■ Task requirements
1/ Sum up the diamonds exercise in two sentences.
2/ From the diamonds exercise, quote everything from "The z values" down to "geom_histogram()".
3/ List every package the diamonds exercise shows as attached with tidyverse.

■ Excerpted text
###Exercise 7.3.4 1.Explore the distribution of each of the x, y, and z variables in diamonds. What do you learn? Think about a diamond and how you might decide which dimension is the length, width, and depth. ###Answer
library(tidyverse)
## ── Attaching packages ─────────────────────────────────────── tidyverse 1.3.1 ──
## ✔ ggplot2 3.3.6 ✔ purrr 0.3.4
## ✔ tibble 3.1.7 ✔ dplyr 1.0.9
## ✔ tidyr 1.2.0 ✔ stringr 1.4.0
## ✔ readr 2.1.2 ✔ forcats 0.5.1
## ── Conflicts ────────────────────────────────────────── tidyverse_conflicts() ──
## ✖ dplyr::filter() masks stats::filter()
## ✖ dplyr::lag() masks stats::lag()
ggplot( data = diamonds ) +
geom_freqpoly(binwidth=0.1,aes(x = x ), color = "red") +
geom_freqpoly(binwidth=0.1,aes(x = y ), color = "blue") +
geom_freqpoly(binwidth=0.1,aes(x = z ), color ="green")
diamonds %>%
mutate(id = row_number()) %>%
select(x, y, z, id) %>%
gather(variable, value, -id) %>%
ggplot(aes(x = value)) +
geom_density() +
geom_rug() +
facet_grid(variable ~ .)
The z values are much smaller than the x and y values so I think it is the depth.
2.Explore the distribution of price. Do you discover anything unusual or surprising? (Hint: Carefully think about the binwidth and make sure you try a wide range of values.) ###Answer
ggplot( data = diamonds, aes( x = price))+
geom_histogram()

■ Data shown

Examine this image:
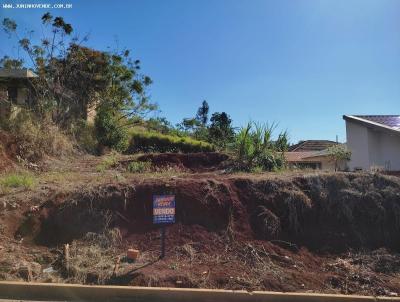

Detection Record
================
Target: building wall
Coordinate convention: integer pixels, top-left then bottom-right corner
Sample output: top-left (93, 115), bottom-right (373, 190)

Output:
top-left (346, 121), bottom-right (400, 171)
top-left (346, 121), bottom-right (369, 170)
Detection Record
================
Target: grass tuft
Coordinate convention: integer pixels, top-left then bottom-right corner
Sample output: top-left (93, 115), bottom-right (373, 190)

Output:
top-left (0, 173), bottom-right (36, 189)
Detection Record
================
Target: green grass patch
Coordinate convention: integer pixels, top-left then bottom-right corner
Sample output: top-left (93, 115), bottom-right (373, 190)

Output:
top-left (96, 153), bottom-right (118, 172)
top-left (127, 161), bottom-right (153, 173)
top-left (0, 173), bottom-right (36, 189)
top-left (128, 130), bottom-right (215, 153)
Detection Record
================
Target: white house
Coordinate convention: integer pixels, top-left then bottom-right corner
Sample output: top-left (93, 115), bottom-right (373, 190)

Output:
top-left (343, 115), bottom-right (400, 171)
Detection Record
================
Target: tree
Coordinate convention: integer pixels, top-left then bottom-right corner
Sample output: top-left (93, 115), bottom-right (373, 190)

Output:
top-left (2, 13), bottom-right (157, 127)
top-left (94, 103), bottom-right (128, 152)
top-left (327, 144), bottom-right (351, 171)
top-left (196, 100), bottom-right (210, 127)
top-left (234, 122), bottom-right (286, 171)
top-left (208, 112), bottom-right (235, 148)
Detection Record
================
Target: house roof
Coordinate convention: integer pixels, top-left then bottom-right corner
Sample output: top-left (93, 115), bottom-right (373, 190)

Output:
top-left (285, 151), bottom-right (315, 162)
top-left (0, 68), bottom-right (37, 79)
top-left (289, 140), bottom-right (337, 152)
top-left (343, 115), bottom-right (400, 133)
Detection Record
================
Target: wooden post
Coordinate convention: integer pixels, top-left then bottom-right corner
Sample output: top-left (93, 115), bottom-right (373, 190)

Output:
top-left (64, 243), bottom-right (70, 274)
top-left (112, 256), bottom-right (121, 277)
top-left (160, 225), bottom-right (165, 259)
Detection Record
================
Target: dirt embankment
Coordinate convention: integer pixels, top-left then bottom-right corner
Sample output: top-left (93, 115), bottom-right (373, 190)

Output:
top-left (2, 173), bottom-right (400, 295)
top-left (33, 174), bottom-right (400, 252)
top-left (132, 152), bottom-right (229, 172)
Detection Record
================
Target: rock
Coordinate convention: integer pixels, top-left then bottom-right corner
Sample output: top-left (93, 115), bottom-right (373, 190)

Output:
top-left (17, 262), bottom-right (42, 281)
top-left (126, 249), bottom-right (139, 261)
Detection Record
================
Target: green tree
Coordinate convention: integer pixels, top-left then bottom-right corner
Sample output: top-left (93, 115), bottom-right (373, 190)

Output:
top-left (95, 103), bottom-right (128, 152)
top-left (3, 13), bottom-right (157, 126)
top-left (327, 144), bottom-right (351, 171)
top-left (196, 100), bottom-right (210, 127)
top-left (234, 122), bottom-right (286, 171)
top-left (208, 112), bottom-right (235, 149)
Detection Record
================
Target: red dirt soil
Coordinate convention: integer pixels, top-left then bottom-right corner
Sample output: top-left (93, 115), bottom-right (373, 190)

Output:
top-left (137, 152), bottom-right (229, 172)
top-left (3, 173), bottom-right (400, 295)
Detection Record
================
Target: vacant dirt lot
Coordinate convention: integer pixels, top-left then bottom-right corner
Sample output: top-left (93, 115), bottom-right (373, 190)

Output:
top-left (0, 155), bottom-right (400, 296)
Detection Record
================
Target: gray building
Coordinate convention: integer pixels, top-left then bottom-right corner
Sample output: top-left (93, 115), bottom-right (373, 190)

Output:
top-left (0, 68), bottom-right (37, 118)
top-left (343, 115), bottom-right (400, 171)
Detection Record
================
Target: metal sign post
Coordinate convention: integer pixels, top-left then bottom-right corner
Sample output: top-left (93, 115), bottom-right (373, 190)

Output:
top-left (153, 195), bottom-right (175, 258)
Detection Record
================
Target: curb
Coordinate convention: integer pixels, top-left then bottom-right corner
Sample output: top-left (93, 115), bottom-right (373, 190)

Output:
top-left (0, 281), bottom-right (400, 302)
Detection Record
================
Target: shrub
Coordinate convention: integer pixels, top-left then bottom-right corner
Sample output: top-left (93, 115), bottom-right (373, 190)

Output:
top-left (3, 107), bottom-right (74, 162)
top-left (234, 123), bottom-right (287, 172)
top-left (96, 153), bottom-right (118, 172)
top-left (71, 120), bottom-right (99, 154)
top-left (127, 161), bottom-right (152, 173)
top-left (128, 131), bottom-right (215, 153)
top-left (94, 105), bottom-right (128, 152)
top-left (0, 173), bottom-right (35, 189)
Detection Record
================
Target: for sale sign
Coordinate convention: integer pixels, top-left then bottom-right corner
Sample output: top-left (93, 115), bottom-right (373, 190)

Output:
top-left (153, 195), bottom-right (175, 224)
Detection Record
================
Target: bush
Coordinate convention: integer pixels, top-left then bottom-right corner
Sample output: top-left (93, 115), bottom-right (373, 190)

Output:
top-left (3, 107), bottom-right (74, 162)
top-left (94, 105), bottom-right (128, 152)
top-left (71, 120), bottom-right (99, 154)
top-left (234, 123), bottom-right (287, 172)
top-left (128, 131), bottom-right (215, 153)
top-left (96, 153), bottom-right (118, 172)
top-left (127, 161), bottom-right (152, 173)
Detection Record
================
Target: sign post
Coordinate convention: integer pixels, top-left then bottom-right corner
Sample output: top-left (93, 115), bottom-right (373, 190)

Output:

■ Completed exercise
1/ The diamonds exercise asks for the distributions of the x, y, and z variables in diamonds to be explored and for a decision on which is the length, width, and depth. The answer plots the three variables and concludes that z is the depth because its values are much smaller, and the second part asks about the distribution of price, answered with a price histogram.

2/
The z values are much smaller than the x and y values so I think it is the depth.
2.Explore the distribution of price. Do you discover anything unusual or surprising? (Hint: Carefully think about the binwidth and make sure you try a wide range of values.) ###Answer
ggplot( data = diamonds, aes( x = price))+
geom_histogram()

3/ ggplot2, purrr, tibble, dplyr, tidyr, stringr, readr, forcats